-- START --

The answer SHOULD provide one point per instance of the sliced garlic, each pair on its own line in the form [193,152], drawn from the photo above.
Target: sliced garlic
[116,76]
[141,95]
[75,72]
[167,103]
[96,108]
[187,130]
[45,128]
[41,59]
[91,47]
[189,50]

-- END --

▸ EXERCISE DIRECTIONS
Pull out every line of the entries above and reproduce each one verbatim, in the same order.

▸ FINAL RESULT
The answer SHOULD provide one point per instance of the sliced garlic, each pair on its own line in the form [193,152], drawn from the photo above.
Target: sliced garlic
[116,76]
[141,95]
[75,72]
[167,103]
[96,108]
[187,130]
[45,128]
[41,59]
[91,47]
[189,50]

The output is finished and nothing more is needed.